- DIRECTIONS -
Please transcribe the entries below without changing a single character.
━━━━━━━━━━━━━━━━━━━━
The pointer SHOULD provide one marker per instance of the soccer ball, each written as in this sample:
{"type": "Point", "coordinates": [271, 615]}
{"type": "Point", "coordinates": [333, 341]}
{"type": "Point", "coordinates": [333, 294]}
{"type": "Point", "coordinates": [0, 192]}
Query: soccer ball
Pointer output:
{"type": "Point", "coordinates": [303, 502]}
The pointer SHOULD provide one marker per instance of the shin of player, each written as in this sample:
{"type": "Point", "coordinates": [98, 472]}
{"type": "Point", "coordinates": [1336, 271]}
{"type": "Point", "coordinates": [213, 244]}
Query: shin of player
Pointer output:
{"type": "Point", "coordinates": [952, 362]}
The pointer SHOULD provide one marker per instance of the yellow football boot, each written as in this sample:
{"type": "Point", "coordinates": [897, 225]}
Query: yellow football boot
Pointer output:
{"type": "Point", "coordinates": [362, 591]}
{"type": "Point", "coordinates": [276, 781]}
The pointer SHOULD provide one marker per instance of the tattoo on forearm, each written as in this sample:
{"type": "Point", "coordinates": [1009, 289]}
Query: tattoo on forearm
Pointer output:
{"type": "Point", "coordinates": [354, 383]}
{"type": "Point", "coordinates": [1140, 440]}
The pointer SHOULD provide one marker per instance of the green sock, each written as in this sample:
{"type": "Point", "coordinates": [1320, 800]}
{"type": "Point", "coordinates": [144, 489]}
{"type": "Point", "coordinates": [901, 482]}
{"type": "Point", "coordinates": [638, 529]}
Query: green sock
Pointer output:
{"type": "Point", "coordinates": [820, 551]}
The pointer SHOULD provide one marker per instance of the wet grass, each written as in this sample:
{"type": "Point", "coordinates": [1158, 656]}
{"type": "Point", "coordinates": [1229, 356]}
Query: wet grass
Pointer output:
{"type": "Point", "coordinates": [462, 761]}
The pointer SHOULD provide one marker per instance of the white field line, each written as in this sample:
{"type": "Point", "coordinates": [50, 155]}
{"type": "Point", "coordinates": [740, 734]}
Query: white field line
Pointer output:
━━━━━━━━━━━━━━━━━━━━
- EXERCISE RESULT -
The pointer SHOULD provide one marker per instance of the soccer ball, each written as in this sample:
{"type": "Point", "coordinates": [271, 615]}
{"type": "Point", "coordinates": [333, 341]}
{"type": "Point", "coordinates": [333, 294]}
{"type": "Point", "coordinates": [0, 192]}
Query: soccer ball
Pointer output:
{"type": "Point", "coordinates": [303, 502]}
The pointer SHOULD provide one marker per instance of the shin of player, each written as in this sample:
{"type": "Point", "coordinates": [98, 472]}
{"type": "Point", "coordinates": [1336, 271]}
{"type": "Point", "coordinates": [213, 244]}
Query: shin of player
Pointer output:
{"type": "Point", "coordinates": [952, 362]}
The pointer SHOULD provide one marker per instance of the yellow football boot, each written as in this sample:
{"type": "Point", "coordinates": [897, 225]}
Query: yellow football boot
Pointer output:
{"type": "Point", "coordinates": [362, 591]}
{"type": "Point", "coordinates": [276, 781]}
The pointer SHOULD provide one marker per instance of the tattoo on forearm, each written as in this sample:
{"type": "Point", "coordinates": [1009, 289]}
Query: tattoo on forearm
Pointer output:
{"type": "Point", "coordinates": [354, 383]}
{"type": "Point", "coordinates": [1140, 440]}
The pointer SHOULD provide one marker per instance of the green sock, each written as in this sample:
{"type": "Point", "coordinates": [1320, 800]}
{"type": "Point", "coordinates": [144, 489]}
{"type": "Point", "coordinates": [901, 482]}
{"type": "Point", "coordinates": [638, 529]}
Query: green sock
Pointer output:
{"type": "Point", "coordinates": [820, 551]}
The pointer SHOULD provide one marker per instance of the wet grass, each written as in this sample:
{"type": "Point", "coordinates": [1158, 656]}
{"type": "Point", "coordinates": [1229, 356]}
Query: wet grass
Pointer output:
{"type": "Point", "coordinates": [462, 761]}
The pointer SHOULD provide one marker per instance of the white field line, each written as in this sample:
{"type": "Point", "coordinates": [50, 155]}
{"type": "Point", "coordinates": [740, 734]}
Query: white field line
Pointer output:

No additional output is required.